■ **What you need to do**: Rewrite the lines of the data below as a numbered list, omitting any blank lines.

■ **Provided data**:
+---+

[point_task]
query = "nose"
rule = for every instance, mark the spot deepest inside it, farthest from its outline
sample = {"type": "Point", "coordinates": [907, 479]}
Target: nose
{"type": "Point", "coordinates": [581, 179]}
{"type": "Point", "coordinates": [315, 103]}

+---+

■ **Solved problem**:
1. [point_task]
2. query = "nose"
3. rule = for every instance, mark the spot deepest inside it, farthest from its outline
4. sample = {"type": "Point", "coordinates": [907, 479]}
5. Target: nose
6. {"type": "Point", "coordinates": [581, 179]}
7. {"type": "Point", "coordinates": [315, 103]}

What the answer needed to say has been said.